-- THINGS TO DO --
A: In the article on France's ambassador recall, how many submarines did Australia contract to buy from France in 2016?
B: Using the article on France's ambassador recall, explain why France recalled its ambassadors to the United States and Australia.
C: Write out the passage of the article on France's ambassador recall between "A first initiative" and "conventional diesel-electric submarines.", inclusive.

------ TEXT PASSAGE ------

According to French media, it is the first time in the history of France that such a decision was taken vis-a-vis these two countries, reports Asian Lite News

 France has decided to recall its ambassadors to the US and Australia for consultations after Canberra scrapped a deal to acquire French-designed submarines and decided instead to invest in the US nuclear-powered submarines.

“At the request of the President of the Republic, I decided to immediately recall to Paris for consultations our two ambassadors in the United States and Australia. This exceptional decision is justified by the exceptional seriousness of the announcements made on Sept. 15 by Australia and the United States,” said French Minister for Europe and Foreign Affairs Jean-Yves Le Drian in a statement on Friday.

According to French media, it is the first time in the history of France that such a decision was taken vis-a-vis these two countries, Xinhua news agency reported.

Earlier in the day, Secretary of State for European Affairs Clement Beaune said France cannot trust Australia in its ongoing trade talks with the European Union (EU) after the new security partnership called “AUKUS” (Australia-UK-US) was unveiled by the three countries on Wednesday.

A first initiative under the trilateral partnership will be the delivery of a nuclear-powered submarine fleet to Australia by the U.S. and the UK, while back in 2016 Australia signed a contract with France for the purchase of 12 conventional diesel-electric submarines.

Le Drian on Thursday called the trilateral move a “stab in the back.” “We had established a relationship of trust with Australia. This trust has been betrayed,” he said.

“The American behavior worries me; this unilateral and brutal decision is very similar to what Mr. (Donald) Trump was doing,” he added.


Amid international worries about the proliferation of nuclear material and technology via the deal, the International Atomic Energy Agency (IAEA) has said in a press release that it will “engage with them (Australia, the US, and the UK) on this matter in line with its statutory mandate, and in accordance with their respective safeguards agreements with the Agency.”

China has also voiced opposition against the trilateral move, describing it as a “sheer act of nuclear proliferation.”

Wang Qun, Chinese envoy to the United Nations and other international organizations in Vienna, has said that “by openly providing assistance to Australia,” a non-nuclear weapon state, in its acquisition and building of the nuclear-powered submarine, it will “apparently give rise to proliferation of nuclear materials and technologies.”

------ INFORMATION SHOWN ------

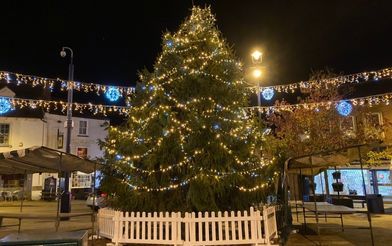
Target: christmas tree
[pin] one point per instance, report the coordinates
(188, 145)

------

-- ANSWER SECTION --
A: Twelve conventional diesel-electric submarines.

B: Australia scrapped its deal to acquire French-designed submarines and chose to invest in U.S. nuclear-powered submarines instead. Jean-Yves Le Drian said this exceptional decision was justified by the exceptional seriousness of the announcements Australia and the United States made on Sept. 15.

C:
A first initiative under the trilateral partnership will be the delivery of a nuclear-powered submarine fleet to Australia by the U.S. and the UK, while back in 2016 Australia signed a contract with France for the purchase of 12 conventional diesel-electric submarines.